=== THE RECORDS ===

▽

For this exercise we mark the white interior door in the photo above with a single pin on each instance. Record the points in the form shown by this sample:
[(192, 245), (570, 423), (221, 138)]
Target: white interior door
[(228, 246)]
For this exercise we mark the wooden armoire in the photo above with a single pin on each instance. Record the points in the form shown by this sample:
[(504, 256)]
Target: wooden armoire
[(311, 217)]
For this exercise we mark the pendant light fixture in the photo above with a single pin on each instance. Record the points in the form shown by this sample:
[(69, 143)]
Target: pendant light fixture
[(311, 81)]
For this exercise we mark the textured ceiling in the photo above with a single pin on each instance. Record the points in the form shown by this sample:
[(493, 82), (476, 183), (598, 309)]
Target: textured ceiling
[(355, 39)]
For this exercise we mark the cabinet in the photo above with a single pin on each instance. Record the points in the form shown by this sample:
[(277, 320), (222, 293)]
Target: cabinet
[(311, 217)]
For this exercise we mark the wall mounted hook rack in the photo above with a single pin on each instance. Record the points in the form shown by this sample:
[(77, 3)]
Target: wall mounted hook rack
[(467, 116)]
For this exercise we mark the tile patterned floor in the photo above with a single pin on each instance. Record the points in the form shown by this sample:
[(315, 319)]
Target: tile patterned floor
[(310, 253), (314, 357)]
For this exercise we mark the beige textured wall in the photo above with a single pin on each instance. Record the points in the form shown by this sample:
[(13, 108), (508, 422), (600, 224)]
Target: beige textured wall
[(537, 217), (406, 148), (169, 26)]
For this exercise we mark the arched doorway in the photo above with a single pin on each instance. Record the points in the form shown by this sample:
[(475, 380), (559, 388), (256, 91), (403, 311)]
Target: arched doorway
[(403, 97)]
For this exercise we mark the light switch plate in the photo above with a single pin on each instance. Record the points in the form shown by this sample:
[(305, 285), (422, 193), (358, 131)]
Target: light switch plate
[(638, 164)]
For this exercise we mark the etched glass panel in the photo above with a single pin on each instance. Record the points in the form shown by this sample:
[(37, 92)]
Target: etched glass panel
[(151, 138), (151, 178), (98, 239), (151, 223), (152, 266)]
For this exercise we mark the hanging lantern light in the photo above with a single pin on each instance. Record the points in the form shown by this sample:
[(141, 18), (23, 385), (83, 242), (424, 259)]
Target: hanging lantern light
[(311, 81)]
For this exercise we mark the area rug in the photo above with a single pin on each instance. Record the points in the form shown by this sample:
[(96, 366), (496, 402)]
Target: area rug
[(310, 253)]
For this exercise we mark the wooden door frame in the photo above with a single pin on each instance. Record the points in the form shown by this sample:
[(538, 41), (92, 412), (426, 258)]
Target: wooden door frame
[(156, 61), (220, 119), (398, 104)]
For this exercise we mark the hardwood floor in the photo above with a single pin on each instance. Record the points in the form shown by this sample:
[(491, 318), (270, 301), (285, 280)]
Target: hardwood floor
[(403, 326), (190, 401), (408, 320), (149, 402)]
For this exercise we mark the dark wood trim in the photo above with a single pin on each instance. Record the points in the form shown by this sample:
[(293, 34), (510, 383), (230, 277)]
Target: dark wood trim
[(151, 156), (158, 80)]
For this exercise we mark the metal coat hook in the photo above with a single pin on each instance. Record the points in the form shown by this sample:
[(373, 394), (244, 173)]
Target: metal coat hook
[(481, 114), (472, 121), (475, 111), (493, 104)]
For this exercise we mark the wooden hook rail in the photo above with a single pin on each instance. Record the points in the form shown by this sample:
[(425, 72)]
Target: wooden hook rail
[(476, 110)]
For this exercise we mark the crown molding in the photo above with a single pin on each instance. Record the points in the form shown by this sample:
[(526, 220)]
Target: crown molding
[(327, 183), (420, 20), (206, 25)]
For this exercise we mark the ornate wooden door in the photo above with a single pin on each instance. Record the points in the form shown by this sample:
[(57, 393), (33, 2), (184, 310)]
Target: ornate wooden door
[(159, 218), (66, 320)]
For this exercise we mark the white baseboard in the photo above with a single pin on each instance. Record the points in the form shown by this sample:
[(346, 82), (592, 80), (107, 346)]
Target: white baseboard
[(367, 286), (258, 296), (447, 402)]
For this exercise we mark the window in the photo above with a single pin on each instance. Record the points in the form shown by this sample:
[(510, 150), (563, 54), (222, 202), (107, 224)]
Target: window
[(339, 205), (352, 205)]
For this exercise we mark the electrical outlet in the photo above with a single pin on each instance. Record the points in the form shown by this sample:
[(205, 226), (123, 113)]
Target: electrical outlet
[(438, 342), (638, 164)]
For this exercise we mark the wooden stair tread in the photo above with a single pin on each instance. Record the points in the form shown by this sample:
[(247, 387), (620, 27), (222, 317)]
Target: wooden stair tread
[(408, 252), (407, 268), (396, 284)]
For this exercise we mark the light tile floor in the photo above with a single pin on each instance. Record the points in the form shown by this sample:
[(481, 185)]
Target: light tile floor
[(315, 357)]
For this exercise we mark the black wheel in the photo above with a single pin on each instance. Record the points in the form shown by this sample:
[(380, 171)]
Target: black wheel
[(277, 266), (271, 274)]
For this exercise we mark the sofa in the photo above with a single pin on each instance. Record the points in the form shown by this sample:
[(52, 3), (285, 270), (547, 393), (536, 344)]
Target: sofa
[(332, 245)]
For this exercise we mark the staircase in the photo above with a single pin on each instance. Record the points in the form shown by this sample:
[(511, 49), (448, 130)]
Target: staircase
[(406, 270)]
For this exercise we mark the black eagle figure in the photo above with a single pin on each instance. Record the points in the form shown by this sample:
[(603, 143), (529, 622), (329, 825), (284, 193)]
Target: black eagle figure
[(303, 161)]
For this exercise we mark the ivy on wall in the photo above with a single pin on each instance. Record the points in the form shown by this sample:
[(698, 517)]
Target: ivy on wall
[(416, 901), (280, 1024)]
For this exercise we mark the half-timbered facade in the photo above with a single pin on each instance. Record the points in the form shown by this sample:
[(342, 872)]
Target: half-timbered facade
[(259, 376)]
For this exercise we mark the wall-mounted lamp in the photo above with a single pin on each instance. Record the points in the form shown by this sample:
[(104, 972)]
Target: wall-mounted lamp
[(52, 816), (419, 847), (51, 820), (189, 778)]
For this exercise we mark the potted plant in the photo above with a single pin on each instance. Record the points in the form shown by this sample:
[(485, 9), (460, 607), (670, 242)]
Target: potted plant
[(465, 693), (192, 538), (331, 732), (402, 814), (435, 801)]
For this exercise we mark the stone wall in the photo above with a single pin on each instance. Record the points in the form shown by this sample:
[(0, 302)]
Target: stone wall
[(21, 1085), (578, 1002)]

△

Beginning with the line containing "Target: white baseboard" and ending with the line containing "[(510, 150), (563, 54), (222, 202), (107, 224)]", extract those lines exactly from the listing above, and only those.

=== ANSWER TO THE PROBLEM ===
Target: white baseboard
[(367, 286), (258, 296), (447, 402)]
For this exercise we mark the window in the photo above with a single pin on each instance. Record the points in the form shown by this sample:
[(510, 150), (563, 54), (222, 202), (107, 224)]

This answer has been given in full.